* Exercise aim
Include in the output the line containing "Task — mark the dark car" and each subsequent line of the records, through the end, transcribed exactly. Add nothing else.

══ Data excerpts ══

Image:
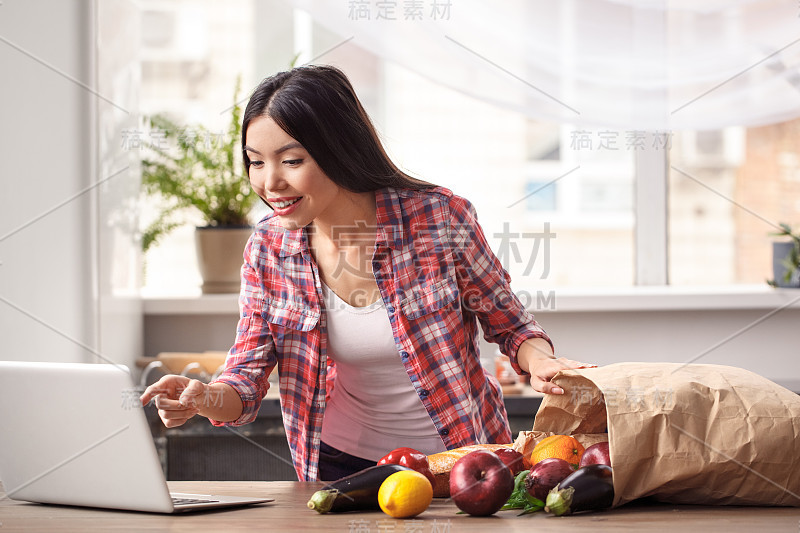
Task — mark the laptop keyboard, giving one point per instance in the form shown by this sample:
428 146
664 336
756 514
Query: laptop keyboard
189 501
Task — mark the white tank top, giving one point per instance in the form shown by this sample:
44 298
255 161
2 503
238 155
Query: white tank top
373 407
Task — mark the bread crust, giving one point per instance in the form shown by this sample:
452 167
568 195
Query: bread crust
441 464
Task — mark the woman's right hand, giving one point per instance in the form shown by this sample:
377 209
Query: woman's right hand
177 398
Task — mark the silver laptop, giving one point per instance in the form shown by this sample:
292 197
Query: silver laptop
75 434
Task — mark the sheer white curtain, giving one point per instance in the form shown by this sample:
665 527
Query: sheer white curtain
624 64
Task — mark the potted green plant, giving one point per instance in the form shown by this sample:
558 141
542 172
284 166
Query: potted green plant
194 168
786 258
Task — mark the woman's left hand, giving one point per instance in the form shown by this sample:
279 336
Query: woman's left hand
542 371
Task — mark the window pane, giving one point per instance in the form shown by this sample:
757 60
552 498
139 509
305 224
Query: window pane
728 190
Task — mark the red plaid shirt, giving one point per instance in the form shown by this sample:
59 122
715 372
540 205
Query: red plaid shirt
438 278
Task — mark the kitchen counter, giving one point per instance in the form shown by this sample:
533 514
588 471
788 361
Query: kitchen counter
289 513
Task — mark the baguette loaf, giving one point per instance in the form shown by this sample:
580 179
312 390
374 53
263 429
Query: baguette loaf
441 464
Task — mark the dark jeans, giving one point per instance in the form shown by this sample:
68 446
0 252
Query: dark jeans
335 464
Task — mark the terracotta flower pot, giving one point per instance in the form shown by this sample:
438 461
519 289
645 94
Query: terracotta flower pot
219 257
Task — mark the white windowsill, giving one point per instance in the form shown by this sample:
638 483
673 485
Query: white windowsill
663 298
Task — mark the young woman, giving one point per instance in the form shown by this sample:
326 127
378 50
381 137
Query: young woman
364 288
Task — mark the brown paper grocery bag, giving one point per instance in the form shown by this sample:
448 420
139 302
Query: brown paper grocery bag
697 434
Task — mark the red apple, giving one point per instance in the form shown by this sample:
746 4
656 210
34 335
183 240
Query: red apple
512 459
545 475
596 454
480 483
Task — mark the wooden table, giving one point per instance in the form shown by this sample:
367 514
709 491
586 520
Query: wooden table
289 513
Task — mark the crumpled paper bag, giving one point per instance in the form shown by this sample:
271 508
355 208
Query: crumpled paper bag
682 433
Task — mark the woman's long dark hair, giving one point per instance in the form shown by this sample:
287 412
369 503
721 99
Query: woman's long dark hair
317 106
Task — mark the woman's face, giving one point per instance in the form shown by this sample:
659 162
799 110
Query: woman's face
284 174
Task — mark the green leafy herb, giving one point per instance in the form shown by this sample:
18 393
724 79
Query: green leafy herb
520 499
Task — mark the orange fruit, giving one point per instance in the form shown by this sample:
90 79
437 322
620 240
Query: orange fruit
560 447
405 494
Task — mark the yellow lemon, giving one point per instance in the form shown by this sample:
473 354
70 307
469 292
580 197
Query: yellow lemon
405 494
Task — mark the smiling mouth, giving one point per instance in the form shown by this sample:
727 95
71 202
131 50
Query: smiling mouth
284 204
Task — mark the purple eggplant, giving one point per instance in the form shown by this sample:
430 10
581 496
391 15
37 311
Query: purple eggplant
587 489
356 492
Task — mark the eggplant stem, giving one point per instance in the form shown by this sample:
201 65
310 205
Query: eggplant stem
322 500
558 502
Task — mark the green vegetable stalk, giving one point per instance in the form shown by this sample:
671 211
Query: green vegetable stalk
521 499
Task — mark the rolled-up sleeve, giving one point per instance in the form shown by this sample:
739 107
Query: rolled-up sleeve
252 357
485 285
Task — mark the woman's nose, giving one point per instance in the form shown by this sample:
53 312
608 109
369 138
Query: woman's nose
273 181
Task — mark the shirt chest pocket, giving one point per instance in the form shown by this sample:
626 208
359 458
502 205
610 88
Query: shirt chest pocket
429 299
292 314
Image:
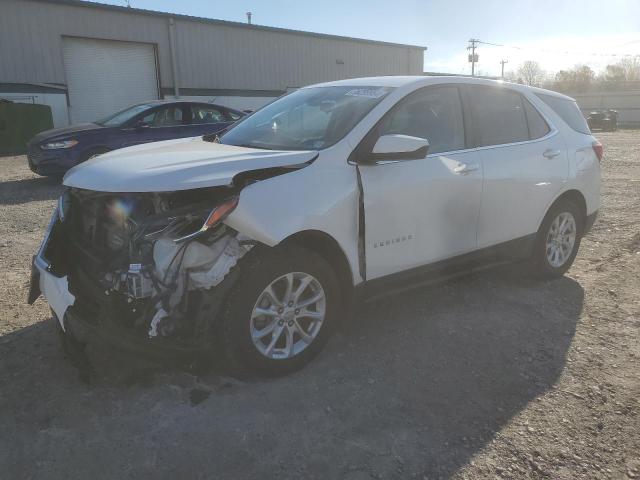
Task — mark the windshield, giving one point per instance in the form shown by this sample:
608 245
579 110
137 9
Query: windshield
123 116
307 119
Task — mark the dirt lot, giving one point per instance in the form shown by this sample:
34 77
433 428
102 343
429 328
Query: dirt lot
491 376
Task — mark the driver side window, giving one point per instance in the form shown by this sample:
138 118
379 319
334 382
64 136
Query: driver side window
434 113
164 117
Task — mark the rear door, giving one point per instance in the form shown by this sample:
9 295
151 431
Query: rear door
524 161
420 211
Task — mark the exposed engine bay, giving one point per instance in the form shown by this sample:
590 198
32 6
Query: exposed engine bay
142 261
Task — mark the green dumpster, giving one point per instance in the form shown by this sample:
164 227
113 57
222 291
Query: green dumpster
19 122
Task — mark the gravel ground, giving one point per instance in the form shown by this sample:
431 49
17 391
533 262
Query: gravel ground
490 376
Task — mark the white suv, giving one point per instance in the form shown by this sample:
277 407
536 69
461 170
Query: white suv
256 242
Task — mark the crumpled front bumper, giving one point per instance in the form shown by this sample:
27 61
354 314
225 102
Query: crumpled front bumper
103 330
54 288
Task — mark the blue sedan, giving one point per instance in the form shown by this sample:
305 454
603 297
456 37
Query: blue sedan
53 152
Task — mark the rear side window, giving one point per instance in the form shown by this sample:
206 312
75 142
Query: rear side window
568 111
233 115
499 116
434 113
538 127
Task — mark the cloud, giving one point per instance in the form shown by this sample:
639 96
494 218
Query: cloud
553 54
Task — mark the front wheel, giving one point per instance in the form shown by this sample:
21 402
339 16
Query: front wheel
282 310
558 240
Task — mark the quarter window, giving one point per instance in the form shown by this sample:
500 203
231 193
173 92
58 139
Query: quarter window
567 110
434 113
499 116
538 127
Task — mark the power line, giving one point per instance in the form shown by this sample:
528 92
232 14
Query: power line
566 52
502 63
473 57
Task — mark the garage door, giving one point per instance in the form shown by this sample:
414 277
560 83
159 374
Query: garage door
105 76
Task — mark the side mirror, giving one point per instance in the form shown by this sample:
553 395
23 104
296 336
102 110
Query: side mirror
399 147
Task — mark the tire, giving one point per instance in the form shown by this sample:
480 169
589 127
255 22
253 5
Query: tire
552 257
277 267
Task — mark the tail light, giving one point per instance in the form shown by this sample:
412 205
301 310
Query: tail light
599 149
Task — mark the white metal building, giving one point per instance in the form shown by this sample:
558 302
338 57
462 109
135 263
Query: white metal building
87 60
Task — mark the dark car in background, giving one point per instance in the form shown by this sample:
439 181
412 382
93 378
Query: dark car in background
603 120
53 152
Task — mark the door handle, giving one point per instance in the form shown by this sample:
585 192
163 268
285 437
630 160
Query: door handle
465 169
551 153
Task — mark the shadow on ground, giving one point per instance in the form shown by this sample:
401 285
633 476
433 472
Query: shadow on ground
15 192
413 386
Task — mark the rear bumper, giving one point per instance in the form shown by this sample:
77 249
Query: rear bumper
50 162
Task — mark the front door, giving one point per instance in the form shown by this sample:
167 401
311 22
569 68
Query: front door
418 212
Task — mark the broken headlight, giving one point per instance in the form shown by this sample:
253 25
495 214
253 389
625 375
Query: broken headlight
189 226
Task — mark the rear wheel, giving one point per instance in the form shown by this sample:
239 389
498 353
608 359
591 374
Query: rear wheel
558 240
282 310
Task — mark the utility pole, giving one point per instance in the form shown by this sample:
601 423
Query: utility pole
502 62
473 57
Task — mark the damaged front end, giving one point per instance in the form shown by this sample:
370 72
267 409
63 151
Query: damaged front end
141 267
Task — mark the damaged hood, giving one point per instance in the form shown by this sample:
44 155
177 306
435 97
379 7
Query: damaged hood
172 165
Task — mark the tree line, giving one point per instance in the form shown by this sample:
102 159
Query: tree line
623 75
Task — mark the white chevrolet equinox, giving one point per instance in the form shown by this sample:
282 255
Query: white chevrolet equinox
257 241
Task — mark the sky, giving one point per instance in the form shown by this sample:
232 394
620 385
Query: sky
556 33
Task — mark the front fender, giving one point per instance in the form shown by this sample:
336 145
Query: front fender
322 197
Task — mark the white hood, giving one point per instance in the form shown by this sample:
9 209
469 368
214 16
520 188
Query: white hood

═══

* Task output
Task — mark the dark car in background, giving one point per instance in the form shown by this sample:
439 181
412 382
93 378
Query: dark car in background
603 120
53 152
Task — mark the door handle, giving one point per instance in the form shown by this sample:
585 192
163 268
285 437
630 160
Query: door handle
465 169
551 153
Task — mark the shadow on ground, giving one point per instance in the form shown by this sample:
401 285
633 476
433 472
Query: shadow on ground
15 192
413 386
Task — mark the rear bumper, giving one point per instance in the form shown by this sample:
77 249
Query: rear bumper
50 162
Task — mark the front door, giving one point per instance in the form shown by this sample:
167 401
311 22
569 68
Query: front door
418 212
Task — mark the broken headlight, giving one point per instance in the form shown by this sample:
253 25
495 214
253 389
625 375
Query: broken headlight
189 226
Task — mark the rear wheel, giving one point per instance in the form shown by this sample:
239 389
498 353
608 359
591 374
Query: rear wheel
558 240
282 310
Task — mark the utility pole, giving one point per instance in the form shown by this sample:
601 423
Query: utility pole
502 62
473 57
Task — mark the damaged front end, giving one point per instance in the form shown by this sample:
370 72
267 409
63 151
Query: damaged front end
141 267
Task — mark the damaged hood, giving one point per instance in the form shown by this sample:
44 155
177 306
435 97
379 7
Query: damaged hood
172 165
Task — mark the tree line, giving one point per instance in the form shown by this sample:
102 159
Query: tree line
623 75
Task — mark the white chevrolet equinox, giving one point per instance in the form shown by this sample:
282 255
Query: white chevrolet equinox
257 241
Task — mark the sky, giving one point per instance in the form shown by this sample:
232 394
620 385
Query: sky
556 33
Task — mark the front fender, giving one point per instance in the form shown by this sample:
336 145
Query: front fender
322 197
Task — mark the white hood, giving one point per instance in the form shown by this sample:
9 209
469 368
214 16
520 188
Query: white hood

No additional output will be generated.